Every line below that holds the string "stem" should be copied out.

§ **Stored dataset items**
--- START ---
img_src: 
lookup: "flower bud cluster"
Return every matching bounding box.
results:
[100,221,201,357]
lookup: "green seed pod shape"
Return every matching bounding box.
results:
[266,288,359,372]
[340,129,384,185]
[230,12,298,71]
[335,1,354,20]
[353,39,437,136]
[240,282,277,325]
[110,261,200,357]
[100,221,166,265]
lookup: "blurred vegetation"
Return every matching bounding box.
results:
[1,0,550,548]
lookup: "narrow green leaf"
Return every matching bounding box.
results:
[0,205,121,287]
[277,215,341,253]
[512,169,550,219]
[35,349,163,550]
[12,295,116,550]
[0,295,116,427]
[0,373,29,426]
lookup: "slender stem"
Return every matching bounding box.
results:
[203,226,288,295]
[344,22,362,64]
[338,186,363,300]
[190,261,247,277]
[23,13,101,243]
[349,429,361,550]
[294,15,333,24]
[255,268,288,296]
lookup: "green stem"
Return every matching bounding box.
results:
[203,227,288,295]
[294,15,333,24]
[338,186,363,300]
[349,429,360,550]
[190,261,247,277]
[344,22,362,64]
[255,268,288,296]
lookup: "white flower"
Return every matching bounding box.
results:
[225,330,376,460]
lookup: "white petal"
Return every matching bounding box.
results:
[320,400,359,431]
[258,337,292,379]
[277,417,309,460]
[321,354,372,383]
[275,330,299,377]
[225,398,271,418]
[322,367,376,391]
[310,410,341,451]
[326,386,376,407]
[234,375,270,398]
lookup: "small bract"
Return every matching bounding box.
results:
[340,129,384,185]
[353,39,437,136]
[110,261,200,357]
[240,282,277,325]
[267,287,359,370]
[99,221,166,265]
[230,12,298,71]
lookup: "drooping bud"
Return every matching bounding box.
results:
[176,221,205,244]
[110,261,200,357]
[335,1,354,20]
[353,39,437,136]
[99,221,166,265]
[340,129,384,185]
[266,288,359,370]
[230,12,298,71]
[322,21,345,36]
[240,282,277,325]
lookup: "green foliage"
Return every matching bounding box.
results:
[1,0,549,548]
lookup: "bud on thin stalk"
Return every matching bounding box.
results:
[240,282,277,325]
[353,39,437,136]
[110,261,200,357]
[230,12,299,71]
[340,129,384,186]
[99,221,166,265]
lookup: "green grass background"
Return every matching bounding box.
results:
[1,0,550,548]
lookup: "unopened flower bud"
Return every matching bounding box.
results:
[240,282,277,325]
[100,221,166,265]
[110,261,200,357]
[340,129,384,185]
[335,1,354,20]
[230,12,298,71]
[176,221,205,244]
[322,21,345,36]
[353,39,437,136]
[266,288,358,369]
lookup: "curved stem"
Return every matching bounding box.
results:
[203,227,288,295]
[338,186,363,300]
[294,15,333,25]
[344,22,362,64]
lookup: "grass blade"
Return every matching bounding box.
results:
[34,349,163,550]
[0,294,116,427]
--- END ---
§ **Solution to this exercise**
lookup: "slender stem"
lookup: "green stem"
lookup: "curved stem"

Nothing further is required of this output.